**Task item**
Report how many lines of the records below include the word "grass". Give nothing but the number.

**Records provided**
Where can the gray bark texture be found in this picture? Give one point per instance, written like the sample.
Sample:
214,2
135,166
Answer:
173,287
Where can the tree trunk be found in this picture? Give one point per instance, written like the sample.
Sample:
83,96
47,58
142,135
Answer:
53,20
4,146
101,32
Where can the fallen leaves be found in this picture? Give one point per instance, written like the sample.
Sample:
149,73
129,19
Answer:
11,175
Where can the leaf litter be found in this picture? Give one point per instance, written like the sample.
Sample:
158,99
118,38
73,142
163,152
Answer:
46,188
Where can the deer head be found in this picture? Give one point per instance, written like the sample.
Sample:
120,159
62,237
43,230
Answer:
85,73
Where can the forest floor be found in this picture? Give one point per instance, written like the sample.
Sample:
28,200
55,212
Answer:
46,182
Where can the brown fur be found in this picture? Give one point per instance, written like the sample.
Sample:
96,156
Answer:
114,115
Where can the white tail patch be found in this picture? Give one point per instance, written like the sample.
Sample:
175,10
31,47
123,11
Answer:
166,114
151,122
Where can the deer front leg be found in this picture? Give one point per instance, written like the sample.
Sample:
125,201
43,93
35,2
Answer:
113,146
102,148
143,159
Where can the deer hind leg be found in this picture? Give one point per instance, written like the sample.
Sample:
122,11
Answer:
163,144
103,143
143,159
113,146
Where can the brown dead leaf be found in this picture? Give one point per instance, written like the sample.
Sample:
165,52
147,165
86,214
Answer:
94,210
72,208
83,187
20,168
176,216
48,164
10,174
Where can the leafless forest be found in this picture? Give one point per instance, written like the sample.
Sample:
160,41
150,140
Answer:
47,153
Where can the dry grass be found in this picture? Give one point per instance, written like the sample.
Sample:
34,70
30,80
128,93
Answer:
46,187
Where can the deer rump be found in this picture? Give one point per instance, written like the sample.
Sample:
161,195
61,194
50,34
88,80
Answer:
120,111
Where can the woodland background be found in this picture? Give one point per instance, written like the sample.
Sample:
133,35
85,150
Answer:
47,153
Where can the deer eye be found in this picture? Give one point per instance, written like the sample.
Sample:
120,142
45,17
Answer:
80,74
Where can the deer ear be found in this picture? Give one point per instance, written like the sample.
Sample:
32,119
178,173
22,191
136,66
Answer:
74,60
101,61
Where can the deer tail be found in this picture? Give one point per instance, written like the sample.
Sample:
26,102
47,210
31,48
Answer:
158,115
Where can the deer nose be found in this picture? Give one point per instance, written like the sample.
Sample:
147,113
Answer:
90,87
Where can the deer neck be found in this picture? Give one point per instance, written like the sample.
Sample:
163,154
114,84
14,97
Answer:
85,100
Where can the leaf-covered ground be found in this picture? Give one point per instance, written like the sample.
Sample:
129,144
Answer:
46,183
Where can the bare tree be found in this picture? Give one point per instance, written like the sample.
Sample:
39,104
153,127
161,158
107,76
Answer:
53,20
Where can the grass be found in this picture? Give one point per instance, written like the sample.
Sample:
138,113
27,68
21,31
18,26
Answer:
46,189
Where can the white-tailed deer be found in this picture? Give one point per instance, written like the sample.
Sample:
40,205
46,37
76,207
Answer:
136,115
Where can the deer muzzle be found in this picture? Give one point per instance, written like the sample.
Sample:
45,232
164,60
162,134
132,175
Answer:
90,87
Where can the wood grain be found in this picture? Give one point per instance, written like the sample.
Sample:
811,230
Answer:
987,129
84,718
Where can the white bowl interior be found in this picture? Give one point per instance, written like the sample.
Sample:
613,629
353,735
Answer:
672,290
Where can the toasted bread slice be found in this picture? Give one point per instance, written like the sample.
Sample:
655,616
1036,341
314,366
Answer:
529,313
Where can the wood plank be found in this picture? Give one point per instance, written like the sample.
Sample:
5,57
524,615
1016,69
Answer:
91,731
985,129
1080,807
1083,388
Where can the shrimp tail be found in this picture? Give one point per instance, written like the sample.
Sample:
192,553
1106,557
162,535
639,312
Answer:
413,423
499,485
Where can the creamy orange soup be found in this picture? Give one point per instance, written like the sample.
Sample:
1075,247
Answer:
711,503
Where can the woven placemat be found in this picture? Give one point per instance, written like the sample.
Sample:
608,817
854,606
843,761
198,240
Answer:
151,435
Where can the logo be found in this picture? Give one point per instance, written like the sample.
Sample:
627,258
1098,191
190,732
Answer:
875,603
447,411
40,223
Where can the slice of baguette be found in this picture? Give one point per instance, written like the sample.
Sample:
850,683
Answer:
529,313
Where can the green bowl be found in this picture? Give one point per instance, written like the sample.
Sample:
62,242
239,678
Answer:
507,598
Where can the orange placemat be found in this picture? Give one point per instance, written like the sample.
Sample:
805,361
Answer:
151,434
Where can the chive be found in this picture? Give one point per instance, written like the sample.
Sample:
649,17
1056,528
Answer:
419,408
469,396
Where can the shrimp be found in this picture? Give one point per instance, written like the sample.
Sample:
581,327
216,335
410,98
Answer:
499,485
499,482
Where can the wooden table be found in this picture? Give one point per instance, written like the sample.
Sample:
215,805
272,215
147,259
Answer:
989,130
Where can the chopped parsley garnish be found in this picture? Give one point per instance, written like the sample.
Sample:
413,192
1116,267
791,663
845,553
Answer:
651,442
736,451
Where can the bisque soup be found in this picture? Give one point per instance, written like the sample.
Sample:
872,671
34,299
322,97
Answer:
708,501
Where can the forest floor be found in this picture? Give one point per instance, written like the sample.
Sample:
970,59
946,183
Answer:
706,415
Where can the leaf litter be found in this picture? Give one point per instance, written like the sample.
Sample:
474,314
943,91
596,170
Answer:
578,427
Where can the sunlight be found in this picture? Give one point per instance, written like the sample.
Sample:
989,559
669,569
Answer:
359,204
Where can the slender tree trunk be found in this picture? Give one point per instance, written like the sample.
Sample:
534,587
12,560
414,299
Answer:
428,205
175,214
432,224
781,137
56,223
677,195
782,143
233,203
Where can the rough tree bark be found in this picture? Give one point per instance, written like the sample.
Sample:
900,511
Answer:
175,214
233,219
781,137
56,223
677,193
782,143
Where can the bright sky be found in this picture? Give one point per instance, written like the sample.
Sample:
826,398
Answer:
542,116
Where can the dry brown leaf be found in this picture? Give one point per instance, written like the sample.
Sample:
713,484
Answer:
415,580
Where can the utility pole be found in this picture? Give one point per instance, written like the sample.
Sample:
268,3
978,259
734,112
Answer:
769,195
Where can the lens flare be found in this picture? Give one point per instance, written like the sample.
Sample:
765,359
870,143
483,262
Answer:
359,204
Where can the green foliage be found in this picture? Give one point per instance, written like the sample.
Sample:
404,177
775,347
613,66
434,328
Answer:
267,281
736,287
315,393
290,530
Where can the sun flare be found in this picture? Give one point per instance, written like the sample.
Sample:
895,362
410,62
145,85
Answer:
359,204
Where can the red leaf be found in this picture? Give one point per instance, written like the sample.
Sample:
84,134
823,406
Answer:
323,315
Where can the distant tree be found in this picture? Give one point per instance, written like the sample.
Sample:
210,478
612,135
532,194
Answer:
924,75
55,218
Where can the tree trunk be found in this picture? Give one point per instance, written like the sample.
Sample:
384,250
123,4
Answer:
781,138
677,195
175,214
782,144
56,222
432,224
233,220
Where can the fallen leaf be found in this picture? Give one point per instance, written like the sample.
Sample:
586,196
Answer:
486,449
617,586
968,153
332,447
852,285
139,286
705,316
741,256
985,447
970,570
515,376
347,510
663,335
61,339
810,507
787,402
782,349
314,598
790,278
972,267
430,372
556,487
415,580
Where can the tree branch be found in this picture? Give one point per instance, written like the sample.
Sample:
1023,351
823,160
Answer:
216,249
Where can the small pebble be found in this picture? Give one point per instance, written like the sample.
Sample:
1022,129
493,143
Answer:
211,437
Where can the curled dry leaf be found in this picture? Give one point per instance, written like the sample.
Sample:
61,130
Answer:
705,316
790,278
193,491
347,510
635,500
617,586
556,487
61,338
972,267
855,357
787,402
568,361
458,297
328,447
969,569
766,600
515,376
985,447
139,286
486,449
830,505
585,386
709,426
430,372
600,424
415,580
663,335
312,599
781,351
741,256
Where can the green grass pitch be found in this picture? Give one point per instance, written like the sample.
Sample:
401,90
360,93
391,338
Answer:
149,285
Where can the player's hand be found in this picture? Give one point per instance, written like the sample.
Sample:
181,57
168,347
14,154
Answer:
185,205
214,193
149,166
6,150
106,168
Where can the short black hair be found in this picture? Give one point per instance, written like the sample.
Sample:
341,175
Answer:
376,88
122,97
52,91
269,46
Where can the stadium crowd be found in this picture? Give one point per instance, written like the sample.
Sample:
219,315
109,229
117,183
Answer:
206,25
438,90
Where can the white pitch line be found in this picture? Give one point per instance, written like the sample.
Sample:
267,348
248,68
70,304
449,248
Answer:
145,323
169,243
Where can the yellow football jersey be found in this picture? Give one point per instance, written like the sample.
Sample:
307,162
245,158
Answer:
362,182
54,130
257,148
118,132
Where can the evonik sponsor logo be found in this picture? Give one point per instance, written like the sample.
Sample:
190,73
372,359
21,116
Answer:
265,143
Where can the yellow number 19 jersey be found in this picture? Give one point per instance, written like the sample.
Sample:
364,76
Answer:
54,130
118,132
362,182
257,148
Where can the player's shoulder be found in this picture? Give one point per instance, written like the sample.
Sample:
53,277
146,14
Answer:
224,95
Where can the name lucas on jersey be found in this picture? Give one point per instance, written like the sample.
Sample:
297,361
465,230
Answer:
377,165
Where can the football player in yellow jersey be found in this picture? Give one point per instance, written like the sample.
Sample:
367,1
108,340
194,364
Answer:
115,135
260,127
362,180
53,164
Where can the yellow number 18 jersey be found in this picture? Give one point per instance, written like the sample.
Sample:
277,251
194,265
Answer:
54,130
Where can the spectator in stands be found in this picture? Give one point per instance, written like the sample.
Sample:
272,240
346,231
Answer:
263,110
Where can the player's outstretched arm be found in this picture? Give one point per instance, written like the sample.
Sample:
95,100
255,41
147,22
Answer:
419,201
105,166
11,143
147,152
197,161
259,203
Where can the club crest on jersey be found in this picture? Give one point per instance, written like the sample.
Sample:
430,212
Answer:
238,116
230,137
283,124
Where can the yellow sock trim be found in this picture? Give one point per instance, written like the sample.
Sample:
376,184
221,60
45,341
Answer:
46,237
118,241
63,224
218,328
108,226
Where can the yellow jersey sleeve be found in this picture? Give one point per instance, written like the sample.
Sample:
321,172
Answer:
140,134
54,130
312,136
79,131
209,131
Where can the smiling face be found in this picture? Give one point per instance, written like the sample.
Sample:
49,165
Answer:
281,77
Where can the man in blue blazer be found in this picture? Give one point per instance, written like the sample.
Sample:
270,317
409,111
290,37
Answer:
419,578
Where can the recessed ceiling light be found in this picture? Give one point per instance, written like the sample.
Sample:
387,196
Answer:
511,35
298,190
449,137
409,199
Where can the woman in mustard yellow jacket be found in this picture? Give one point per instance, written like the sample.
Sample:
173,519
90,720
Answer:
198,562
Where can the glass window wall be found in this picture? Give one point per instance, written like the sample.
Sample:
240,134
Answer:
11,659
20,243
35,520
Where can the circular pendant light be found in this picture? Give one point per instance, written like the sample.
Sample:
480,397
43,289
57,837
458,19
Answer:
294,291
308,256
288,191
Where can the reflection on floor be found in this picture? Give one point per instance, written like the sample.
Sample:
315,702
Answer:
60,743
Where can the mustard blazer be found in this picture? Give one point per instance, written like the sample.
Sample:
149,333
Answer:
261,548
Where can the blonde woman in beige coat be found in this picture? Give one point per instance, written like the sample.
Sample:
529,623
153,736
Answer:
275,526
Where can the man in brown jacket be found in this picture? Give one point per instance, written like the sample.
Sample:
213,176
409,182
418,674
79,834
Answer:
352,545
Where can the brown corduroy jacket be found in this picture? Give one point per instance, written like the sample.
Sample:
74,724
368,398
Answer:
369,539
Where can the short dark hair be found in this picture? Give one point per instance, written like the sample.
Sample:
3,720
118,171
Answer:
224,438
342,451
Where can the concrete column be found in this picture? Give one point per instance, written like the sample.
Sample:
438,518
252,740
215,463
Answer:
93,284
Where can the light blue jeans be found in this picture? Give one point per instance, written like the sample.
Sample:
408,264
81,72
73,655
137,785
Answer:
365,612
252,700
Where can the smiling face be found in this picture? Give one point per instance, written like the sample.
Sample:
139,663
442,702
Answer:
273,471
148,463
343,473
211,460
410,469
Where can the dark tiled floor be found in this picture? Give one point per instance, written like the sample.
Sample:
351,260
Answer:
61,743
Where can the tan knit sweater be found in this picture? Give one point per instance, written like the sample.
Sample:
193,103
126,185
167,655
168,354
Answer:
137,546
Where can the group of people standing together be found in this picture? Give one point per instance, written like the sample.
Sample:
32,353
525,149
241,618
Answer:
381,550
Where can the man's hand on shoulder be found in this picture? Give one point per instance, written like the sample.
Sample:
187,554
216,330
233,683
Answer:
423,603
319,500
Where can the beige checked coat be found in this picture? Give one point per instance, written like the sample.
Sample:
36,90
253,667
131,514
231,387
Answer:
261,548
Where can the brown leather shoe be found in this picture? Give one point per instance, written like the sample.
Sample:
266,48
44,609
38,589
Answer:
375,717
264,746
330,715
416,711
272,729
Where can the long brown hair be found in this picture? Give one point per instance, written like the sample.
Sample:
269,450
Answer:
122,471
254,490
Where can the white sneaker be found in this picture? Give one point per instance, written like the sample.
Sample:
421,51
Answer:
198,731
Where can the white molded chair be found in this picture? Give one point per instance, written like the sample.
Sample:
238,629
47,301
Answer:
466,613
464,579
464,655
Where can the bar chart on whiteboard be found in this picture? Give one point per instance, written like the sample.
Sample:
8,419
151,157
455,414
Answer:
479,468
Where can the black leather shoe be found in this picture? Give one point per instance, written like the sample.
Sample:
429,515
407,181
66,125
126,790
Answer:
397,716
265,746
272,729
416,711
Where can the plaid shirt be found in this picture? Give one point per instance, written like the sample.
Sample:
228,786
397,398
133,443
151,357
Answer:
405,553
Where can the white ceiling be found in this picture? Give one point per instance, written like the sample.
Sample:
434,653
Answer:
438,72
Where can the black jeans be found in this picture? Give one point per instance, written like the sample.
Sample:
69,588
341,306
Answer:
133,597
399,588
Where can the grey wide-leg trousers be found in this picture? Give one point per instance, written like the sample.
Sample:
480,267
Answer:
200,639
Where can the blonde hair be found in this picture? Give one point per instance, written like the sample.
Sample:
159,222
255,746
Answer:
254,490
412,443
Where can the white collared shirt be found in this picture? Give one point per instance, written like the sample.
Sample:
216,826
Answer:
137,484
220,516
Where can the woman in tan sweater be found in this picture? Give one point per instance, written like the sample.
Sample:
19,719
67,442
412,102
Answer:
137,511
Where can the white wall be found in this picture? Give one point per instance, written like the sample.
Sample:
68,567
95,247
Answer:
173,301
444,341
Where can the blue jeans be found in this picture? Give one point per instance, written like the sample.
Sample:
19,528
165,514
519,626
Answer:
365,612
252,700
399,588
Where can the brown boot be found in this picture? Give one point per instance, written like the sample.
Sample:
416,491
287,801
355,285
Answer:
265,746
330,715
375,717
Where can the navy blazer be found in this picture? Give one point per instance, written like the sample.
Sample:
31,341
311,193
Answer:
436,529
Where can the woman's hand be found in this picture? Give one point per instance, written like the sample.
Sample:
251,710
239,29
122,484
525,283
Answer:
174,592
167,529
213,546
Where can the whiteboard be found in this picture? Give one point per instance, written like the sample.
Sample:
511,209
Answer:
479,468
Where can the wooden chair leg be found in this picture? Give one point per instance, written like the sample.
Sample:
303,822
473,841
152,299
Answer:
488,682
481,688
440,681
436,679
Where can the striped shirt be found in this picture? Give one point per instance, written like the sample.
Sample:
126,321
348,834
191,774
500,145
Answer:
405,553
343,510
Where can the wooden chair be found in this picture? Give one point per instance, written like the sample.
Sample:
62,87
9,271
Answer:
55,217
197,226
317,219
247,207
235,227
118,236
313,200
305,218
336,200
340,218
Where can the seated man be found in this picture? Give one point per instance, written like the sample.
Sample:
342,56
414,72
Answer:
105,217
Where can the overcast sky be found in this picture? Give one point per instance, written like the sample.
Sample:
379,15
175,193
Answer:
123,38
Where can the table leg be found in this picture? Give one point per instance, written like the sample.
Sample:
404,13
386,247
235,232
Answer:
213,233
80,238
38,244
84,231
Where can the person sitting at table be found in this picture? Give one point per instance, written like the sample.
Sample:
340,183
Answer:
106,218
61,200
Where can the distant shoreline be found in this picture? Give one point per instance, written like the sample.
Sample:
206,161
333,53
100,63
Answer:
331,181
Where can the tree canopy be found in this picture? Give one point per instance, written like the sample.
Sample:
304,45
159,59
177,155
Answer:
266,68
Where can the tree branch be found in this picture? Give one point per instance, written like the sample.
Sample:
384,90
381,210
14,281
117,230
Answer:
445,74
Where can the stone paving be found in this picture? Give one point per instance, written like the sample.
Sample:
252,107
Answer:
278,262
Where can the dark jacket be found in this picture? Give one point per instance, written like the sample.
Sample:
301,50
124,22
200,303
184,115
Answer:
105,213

**Answer for this exercise**
3